■ **TEXT SEGMENT**:
◆ ◆ ◆ ◆

What if an employee doesn’t submit an election, or misses the deadline?

If an employee doesn’t submit an election, or submits an election after the deadline, the employee must be paid in the same way as other employees who do not make an election. For example, a school district may provide that if a teacher submits an election on time, the teacher will be paid ratably over 12 months starting with the beginning of the school year, but if the teacher is late or never submits an election, the teacher will be paid during the school year only.

If a school district provides for an election, must the election requirements be met in writing?

Yes. But section 409A does not require any specific type of plan document. For example, if the teacher signed an election form with the required information, that would be sufficient. In addition, an election can be made electronically, such as by e-mail.  Other rules, such as the inability to change the election and the deadlines for the election, can be provided in any other applicable document, such as an employee handbook or school board rules and regulations.

Is an employee required to make this election every year?

No. An arrangement may provide that a pre-existing election will remain in place until the employee elects a change. For example, a teacher could elect to receive his or her salary over 12 months, and that election could remain in effect indefinitely until the teacher changed the election. However, if the teacher wants to change his or her election, the change must be made before the beginning of the school year to which the change applies, and could only apply to that future school year. A teacher generally cannot change the method of payment in the middle of the school year.

Do school districts and their employees need to make any changes now?

No. The IRS has decided not to require school districts and their employees to make any changes now to the way teachers or other employees elect to annualize their pay.

What changes do school districts that offer elections need to make for 2008?

The final regulations are not applicable until Jan. 1, 2008. By then, school districts that offer elections must have set forth in writing how the teachers are to be paid for the compensation earned for the rest of the scheduled work period (for example, for the remainder of the school year). In addition, for a work period or school year starting after 2007, employers and employees will need to meet the requirements set forth above for any elections to annualize compensation (for example, for the 2008-2009 school year).

Will the IRS impose any additional taxes if a school district and its employees fail to meet the requirements of the final regulations for school years beginning before 2008?

No. The IRS will not impose additional taxes for failure to meet the deferral election timing and written plan requirements with respect to the annualization of compensation for work periods or school years beginning before Jan. 1, 2008. This relief applies only to compensation that qualifies for the special deferral election timing rule in the 409A regulations applicable to elections to annualize recurring part-year compensation, and only to the extent the compensation is paid on or before Dec. 31, 2008.

◆ ◆ ◆ ◆

■ **EXERCISE TASK 1**:
Gather every line of the records below that contains the string "blue", treating uppercase and lowercase as different.

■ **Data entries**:
◆ ◆ ◆ ◆

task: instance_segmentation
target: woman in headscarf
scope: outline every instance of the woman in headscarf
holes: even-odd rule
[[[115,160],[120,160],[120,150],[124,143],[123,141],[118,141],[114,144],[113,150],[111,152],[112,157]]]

◆ ◆ ◆ ◆

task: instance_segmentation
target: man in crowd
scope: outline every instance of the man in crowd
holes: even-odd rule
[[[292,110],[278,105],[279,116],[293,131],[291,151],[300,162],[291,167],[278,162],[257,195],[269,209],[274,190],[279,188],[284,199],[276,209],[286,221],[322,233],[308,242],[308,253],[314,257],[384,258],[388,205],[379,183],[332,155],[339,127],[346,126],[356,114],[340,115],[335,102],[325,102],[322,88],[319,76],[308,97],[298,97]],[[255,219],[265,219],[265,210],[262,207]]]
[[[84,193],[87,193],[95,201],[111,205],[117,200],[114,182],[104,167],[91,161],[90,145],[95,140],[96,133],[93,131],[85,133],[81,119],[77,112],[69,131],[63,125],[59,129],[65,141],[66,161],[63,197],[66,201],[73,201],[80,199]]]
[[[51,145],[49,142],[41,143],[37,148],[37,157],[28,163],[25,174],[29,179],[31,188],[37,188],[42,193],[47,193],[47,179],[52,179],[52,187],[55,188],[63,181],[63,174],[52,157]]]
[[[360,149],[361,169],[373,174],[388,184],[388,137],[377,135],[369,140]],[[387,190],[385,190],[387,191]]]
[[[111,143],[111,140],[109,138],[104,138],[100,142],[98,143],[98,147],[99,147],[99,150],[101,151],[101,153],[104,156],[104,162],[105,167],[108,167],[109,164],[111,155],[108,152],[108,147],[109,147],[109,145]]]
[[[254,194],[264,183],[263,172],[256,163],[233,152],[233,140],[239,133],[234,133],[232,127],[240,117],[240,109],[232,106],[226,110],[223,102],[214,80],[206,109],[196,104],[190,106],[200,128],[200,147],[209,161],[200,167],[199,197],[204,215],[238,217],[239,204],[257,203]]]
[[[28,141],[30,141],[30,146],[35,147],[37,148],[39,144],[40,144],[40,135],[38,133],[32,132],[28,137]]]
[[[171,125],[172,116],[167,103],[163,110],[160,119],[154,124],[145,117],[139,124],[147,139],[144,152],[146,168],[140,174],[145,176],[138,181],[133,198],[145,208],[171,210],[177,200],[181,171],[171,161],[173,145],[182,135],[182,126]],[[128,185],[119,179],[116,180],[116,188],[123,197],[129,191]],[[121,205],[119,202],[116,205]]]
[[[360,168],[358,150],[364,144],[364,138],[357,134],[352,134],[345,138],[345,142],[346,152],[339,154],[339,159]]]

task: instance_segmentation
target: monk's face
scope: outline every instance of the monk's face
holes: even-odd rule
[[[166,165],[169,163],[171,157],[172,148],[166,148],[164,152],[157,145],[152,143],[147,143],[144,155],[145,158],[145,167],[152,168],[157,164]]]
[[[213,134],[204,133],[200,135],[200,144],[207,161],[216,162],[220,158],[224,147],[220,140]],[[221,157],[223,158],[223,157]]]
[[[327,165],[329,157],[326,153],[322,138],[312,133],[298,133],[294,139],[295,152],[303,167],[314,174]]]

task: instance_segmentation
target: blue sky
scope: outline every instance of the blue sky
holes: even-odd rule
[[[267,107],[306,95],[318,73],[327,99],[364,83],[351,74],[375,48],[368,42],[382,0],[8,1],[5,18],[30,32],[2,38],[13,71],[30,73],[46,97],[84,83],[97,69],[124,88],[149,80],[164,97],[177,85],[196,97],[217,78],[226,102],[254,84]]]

◆ ◆ ◆ ◆

■ **EXERCISE TASK 2**:
Print the full text on teacher pay elections above, word for word.

■ **EXERCISE ANSWER 1**:
target: blue sky
scope: outline every instance of the blue sky

■ **EXERCISE ANSWER 2**:
What if an employee doesn’t submit an election, or misses the deadline?

If an employee doesn’t submit an election, or submits an election after the deadline, the employee must be paid in the same way as other employees who do not make an election. For example, a school district may provide that if a teacher submits an election on time, the teacher will be paid ratably over 12 months starting with the beginning of the school year, but if the teacher is late or never submits an election, the teacher will be paid during the school year only.

If a school district provides for an election, must the election requirements be met in writing?

Yes. But section 409A does not require any specific type of plan document. For example, if the teacher signed an election form with the required information, that would be sufficient. In addition, an election can be made electronically, such as by e-mail.  Other rules, such as the inability to change the election and the deadlines for the election, can be provided in any other applicable document, such as an employee handbook or school board rules and regulations.

Is an employee required to make this election every year?

No. An arrangement may provide that a pre-existing election will remain in place until the employee elects a change. For example, a teacher could elect to receive his or her salary over 12 months, and that election could remain in effect indefinitely until the teacher changed the election. However, if the teacher wants to change his or her election, the change must be made before the beginning of the school year to which the change applies, and could only apply to that future school year. A teacher generally cannot change the method of payment in the middle of the school year.

Do school districts and their employees need to make any changes now?

No. The IRS has decided not to require school districts and their employees to make any changes now to the way teachers or other employees elect to annualize their pay.

What changes do school districts that offer elections need to make for 2008?

The final regulations are not applicable until Jan. 1, 2008. By then, school districts that offer elections must have set forth in writing how the teachers are to be paid for the compensation earned for the rest of the scheduled work period (for example, for the remainder of the school year). In addition, for a work period or school year starting after 2007, employers and employees will need to meet the requirements set forth above for any elections to annualize compensation (for example, for the 2008-2009 school year).

Will the IRS impose any additional taxes if a school district and its employees fail to meet the requirements of the final regulations for school years beginning before 2008?

No. The IRS will not impose additional taxes for failure to meet the deferral election timing and written plan requirements with respect to the annualization of compensation for work periods or school years beginning before Jan. 1, 2008. This relief applies only to compensation that qualifies for the special deferral election timing rule in the 409A regulations applicable to elections to annualize recurring part-year compensation, and only to the extent the compensation is paid on or before Dec. 31, 2008.